++++ Given data

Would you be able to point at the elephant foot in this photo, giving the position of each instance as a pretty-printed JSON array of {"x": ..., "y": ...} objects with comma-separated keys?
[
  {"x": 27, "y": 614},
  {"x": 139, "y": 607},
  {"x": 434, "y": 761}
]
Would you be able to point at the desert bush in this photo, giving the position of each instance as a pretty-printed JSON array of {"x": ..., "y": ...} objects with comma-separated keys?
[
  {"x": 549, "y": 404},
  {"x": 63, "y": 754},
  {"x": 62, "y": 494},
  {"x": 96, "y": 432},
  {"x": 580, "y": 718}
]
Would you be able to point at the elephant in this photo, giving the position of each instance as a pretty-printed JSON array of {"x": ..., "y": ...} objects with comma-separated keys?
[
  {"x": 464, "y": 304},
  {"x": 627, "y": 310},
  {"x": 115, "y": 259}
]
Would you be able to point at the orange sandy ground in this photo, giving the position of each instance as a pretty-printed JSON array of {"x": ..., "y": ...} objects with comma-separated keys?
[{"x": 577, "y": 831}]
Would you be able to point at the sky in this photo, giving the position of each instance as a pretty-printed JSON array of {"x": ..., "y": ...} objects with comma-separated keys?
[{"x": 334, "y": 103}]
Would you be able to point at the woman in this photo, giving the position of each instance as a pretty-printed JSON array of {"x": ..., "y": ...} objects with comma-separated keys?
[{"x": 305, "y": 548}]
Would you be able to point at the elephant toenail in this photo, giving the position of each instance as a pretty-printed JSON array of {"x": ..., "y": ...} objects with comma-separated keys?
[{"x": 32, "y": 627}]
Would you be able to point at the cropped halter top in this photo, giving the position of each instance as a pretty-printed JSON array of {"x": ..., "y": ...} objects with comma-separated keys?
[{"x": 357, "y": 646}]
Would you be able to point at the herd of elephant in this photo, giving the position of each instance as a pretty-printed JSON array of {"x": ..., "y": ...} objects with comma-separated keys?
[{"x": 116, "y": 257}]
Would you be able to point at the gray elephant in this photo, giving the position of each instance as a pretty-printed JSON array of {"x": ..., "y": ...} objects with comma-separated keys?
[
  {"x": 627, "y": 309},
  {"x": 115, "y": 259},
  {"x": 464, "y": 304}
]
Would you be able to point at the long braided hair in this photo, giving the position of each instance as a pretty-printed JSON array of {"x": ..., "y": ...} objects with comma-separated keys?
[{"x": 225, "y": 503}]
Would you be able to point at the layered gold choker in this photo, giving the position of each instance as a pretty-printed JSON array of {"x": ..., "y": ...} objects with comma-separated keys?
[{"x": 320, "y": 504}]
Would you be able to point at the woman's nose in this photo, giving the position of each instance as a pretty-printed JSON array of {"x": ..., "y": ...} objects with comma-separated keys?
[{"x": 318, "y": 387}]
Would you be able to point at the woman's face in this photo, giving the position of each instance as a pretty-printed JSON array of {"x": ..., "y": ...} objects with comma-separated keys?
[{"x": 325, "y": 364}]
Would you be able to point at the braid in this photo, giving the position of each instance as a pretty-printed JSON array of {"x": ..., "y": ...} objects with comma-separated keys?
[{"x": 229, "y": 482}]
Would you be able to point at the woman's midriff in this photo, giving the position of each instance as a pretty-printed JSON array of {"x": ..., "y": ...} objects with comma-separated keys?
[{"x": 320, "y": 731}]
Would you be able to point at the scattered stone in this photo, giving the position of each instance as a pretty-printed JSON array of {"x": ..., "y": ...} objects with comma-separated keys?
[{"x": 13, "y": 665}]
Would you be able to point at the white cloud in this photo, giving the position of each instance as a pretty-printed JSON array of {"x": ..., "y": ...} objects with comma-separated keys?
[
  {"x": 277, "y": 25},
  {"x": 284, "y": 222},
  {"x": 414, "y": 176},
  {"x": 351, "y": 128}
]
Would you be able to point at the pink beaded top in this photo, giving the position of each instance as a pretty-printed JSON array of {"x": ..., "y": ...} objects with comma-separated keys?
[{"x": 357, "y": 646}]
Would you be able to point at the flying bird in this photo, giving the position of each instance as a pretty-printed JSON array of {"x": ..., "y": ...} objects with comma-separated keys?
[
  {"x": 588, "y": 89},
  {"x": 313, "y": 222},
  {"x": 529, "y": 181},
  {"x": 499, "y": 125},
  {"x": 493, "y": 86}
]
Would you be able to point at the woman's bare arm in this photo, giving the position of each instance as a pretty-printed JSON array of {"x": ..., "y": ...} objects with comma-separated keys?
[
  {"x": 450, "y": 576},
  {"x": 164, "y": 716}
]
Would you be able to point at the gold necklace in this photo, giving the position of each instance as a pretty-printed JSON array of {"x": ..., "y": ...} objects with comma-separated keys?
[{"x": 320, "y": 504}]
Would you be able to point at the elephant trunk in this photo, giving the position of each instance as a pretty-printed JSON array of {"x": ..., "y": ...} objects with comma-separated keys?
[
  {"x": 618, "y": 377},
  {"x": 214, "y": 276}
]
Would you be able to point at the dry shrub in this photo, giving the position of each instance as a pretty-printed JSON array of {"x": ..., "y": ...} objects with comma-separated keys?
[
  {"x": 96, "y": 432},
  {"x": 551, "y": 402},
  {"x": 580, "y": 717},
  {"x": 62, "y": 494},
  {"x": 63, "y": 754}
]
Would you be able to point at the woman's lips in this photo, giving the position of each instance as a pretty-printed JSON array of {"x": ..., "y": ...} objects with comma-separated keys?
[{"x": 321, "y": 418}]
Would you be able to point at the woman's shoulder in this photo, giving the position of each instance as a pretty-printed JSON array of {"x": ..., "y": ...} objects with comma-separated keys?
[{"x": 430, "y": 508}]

++++++++

## Exercise instructions
Give all of the entries again, word for word.

## Final result
Would you be able to point at the elephant foot in this photo, giving the position of each instance as a pretty-printed JSON array of {"x": ..., "y": ...} objects with comma-separated keys?
[
  {"x": 27, "y": 614},
  {"x": 139, "y": 607},
  {"x": 434, "y": 761}
]
Would you be able to point at the desert bush in this photo, giving the position of each instance as a pretty-printed JSON array of {"x": ..., "y": ...} objects with comma-separated keys?
[
  {"x": 549, "y": 404},
  {"x": 63, "y": 754},
  {"x": 62, "y": 494},
  {"x": 96, "y": 432},
  {"x": 580, "y": 718}
]
Would you be able to point at the elephant in this photo, giving the position of each instance as a pretty-printed JSON array of {"x": ..., "y": ...} objects with comma-separated keys?
[
  {"x": 464, "y": 304},
  {"x": 627, "y": 310},
  {"x": 115, "y": 259}
]
Would you be able to point at the orange sandy ground in this photo, giving the position of each instance as a pretty-printed JSON array of {"x": ..., "y": ...} objects with comma-separated keys?
[{"x": 577, "y": 831}]
Would you be able to point at the sky in this photo, giving the position of each instance as a pretty-printed JSON array of {"x": ..., "y": ...} objects with comma-separated keys?
[{"x": 334, "y": 103}]
Would you be able to point at the woman in this photo, giving the position of each instance as a pretty-printed JSON array of {"x": ..., "y": ...} objects with comma-separated keys?
[{"x": 305, "y": 548}]
Would you be able to point at the elephant toenail in this photo, giving the position of each instance as a pretty-printed JSON array of {"x": ..., "y": ...} objects with comma-separated keys?
[{"x": 32, "y": 627}]
Would you be able to point at the cropped halter top in this photo, giving the position of each instance as a pretty-printed JSON array of {"x": ..., "y": ...} objects with comma-separated keys?
[{"x": 357, "y": 646}]
Would you be able to point at the herd of elephant in this photo, giving the position of each instance as a pretty-printed JSON array of {"x": ..., "y": ...} objects with comma-separated keys?
[{"x": 116, "y": 257}]
Would you be able to point at the gray elephant in this photo, giving the position of each instance as a pretty-printed JSON array of {"x": ..., "y": ...} objects with comma-separated keys?
[
  {"x": 627, "y": 309},
  {"x": 115, "y": 259},
  {"x": 464, "y": 304}
]
Would you be able to point at the long braided hair in this photo, giving the position of each instance as a pretty-printed JSON array of {"x": ..., "y": ...} objects with comma-separated keys?
[{"x": 225, "y": 503}]
Would you be able to point at the layered gold choker in this photo, giving the position of each instance as a pretty-printed JSON array of {"x": ..., "y": ...} objects with comma-separated keys?
[{"x": 320, "y": 504}]
Would you be able to point at the woman's nose in this photo, giving the position of each instance as a pretty-printed JSON array of {"x": ..., "y": ...} objects with comma-separated keys?
[{"x": 318, "y": 387}]
Would you be able to point at the woman's face in this photo, giving the position of each instance as a pretty-printed JSON array of {"x": ..., "y": ...} objects with comma-separated keys?
[{"x": 325, "y": 364}]
Would you be able to point at the braid in this photo, giving the position of each instance as a pretty-printed JSON array of {"x": ..., "y": ...} objects with comma-separated keys?
[{"x": 229, "y": 482}]
Would you be able to point at the woman's midriff in this photo, giving the position of each instance as a pretty-printed JSON array of {"x": ..., "y": ...} objects with comma-separated keys?
[{"x": 320, "y": 731}]
Would you be able to point at the scattered stone in this photo, giving the position of each instance as a pretty-printed JSON array of {"x": ..., "y": ...} objects with comma-separated keys?
[{"x": 13, "y": 665}]
Would you be able to point at the white cloud in this photo, giving the position of each instance as a pretty-printed JSON array of {"x": ..., "y": ...} objects with comma-separated keys?
[
  {"x": 277, "y": 25},
  {"x": 284, "y": 222},
  {"x": 414, "y": 176},
  {"x": 351, "y": 128}
]
Would you be able to point at the pink beaded top in this photo, giving the position of each instance as a pretty-printed JSON array of {"x": ..., "y": ...} objects with comma-separated keys?
[{"x": 357, "y": 646}]
Would you be able to point at the flying bird in this photo, giving the position of each instance as a pretty-printed JSON array of {"x": ..., "y": ...} objects with comma-separated keys?
[
  {"x": 588, "y": 89},
  {"x": 313, "y": 222},
  {"x": 529, "y": 181},
  {"x": 499, "y": 125},
  {"x": 493, "y": 86}
]
Would you be able to point at the woman's bare arm in this photo, giving the position of each instance as a pretty-printed JSON array of {"x": ..., "y": ...} objects with comma-separated keys?
[
  {"x": 450, "y": 576},
  {"x": 164, "y": 716}
]
Would you be able to point at the gold necklace in this photo, giving the position of each instance as a pretty-printed JSON array of {"x": ..., "y": ...} objects with comma-separated keys?
[{"x": 320, "y": 504}]
Would you be able to point at the elephant trunk in this photo, giving the position of each instance as a pretty-printed JSON array of {"x": ..., "y": ...} objects with comma-separated keys?
[
  {"x": 618, "y": 377},
  {"x": 214, "y": 276}
]
Would you be able to point at the dry shrub in this photo, giving the position of each instance as a pretty-printed JSON array of {"x": ..., "y": ...} objects with comma-separated keys?
[
  {"x": 96, "y": 432},
  {"x": 551, "y": 402},
  {"x": 580, "y": 717},
  {"x": 62, "y": 494},
  {"x": 63, "y": 754}
]
Would you be able to point at the woman's lips in this photo, giving the position of each instance as a pretty-printed JSON array of {"x": ..., "y": ...} objects with comma-separated keys?
[{"x": 321, "y": 418}]
Would you be able to point at the woman's shoulder in this photo, giving the position of each instance as a pretty-printed JSON array of {"x": ..., "y": ...} objects with comma-separated keys?
[{"x": 430, "y": 508}]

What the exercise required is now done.